### Prompt
Make an exact copy of the lines below.

### Dataset
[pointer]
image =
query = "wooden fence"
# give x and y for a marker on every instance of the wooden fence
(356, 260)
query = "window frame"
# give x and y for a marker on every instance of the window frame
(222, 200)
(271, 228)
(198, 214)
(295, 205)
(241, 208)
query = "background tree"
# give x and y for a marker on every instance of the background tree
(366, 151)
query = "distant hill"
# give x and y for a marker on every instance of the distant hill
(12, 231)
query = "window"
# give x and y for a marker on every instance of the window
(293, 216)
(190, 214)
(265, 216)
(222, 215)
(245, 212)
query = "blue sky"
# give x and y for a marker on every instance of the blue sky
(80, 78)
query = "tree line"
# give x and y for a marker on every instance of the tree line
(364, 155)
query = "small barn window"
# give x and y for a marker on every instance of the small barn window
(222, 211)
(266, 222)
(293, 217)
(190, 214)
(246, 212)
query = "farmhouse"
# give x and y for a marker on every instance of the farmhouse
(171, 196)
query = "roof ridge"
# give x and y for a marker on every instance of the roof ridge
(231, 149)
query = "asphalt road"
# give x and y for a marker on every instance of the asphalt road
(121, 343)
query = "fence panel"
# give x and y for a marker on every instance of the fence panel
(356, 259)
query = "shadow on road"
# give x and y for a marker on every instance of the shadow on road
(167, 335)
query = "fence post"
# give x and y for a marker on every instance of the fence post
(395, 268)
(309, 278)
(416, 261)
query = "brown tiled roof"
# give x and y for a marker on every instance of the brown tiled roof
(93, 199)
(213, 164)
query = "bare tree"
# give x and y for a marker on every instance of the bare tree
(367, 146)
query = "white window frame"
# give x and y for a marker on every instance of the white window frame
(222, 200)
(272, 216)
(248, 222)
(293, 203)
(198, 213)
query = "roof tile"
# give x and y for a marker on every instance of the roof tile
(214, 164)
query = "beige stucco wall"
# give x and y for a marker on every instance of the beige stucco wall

### Final result
[pointer]
image =
query = "wooden fence"
# give x and y for a marker on every instance of the wooden fence
(356, 260)
query = "window frame"
# give x and y for a marker on every instance of the window frame
(222, 200)
(271, 228)
(198, 214)
(295, 205)
(241, 208)
query = "background tree"
# give x and y for a marker on every instance of the background tree
(366, 151)
query = "distant hill"
# give x and y for a marker on every instance of the distant hill
(12, 231)
query = "window"
# give x and y for a marker on every instance of the window
(293, 216)
(190, 214)
(265, 216)
(222, 215)
(245, 212)
query = "blue sky"
# give x and y for a marker on every instance of the blue sky
(80, 78)
query = "tree line"
# give x and y for a marker on every instance of the tree line
(364, 155)
query = "small barn window"
# give x and y for a marker on every instance of the small barn window
(222, 211)
(266, 222)
(293, 217)
(190, 214)
(246, 212)
query = "farmhouse"
# give x and y for a marker on every instance of the farmhouse
(171, 196)
query = "roof ridge"
# give x and y for a marker on every instance of the roof ridge
(231, 149)
query = "asphalt road"
# give x and y for a marker on every instance of the asphalt road
(121, 343)
query = "fence panel"
# give x and y for a marker on every instance of the fence panel
(356, 259)
query = "shadow on road"
# give x and y for a marker on every instance of the shadow on road
(167, 335)
query = "fence post"
# give x and y for a marker on every instance of the fence post
(395, 268)
(309, 278)
(416, 261)
query = "brown tiled roof"
# give x and y for a marker on every instance of the brown tiled roof
(93, 199)
(213, 164)
query = "bare tree"
# give x and y for a marker on every instance of the bare tree
(367, 146)
query = "white window frame"
# give x and y for a marker on every instance of the white window frame
(222, 200)
(272, 216)
(248, 222)
(293, 203)
(198, 213)
query = "roof tile"
# give x and y for a marker on every instance of the roof tile
(214, 164)
query = "beige stucco wall"
# give x and y for a marker on every instance of the beige stucco wall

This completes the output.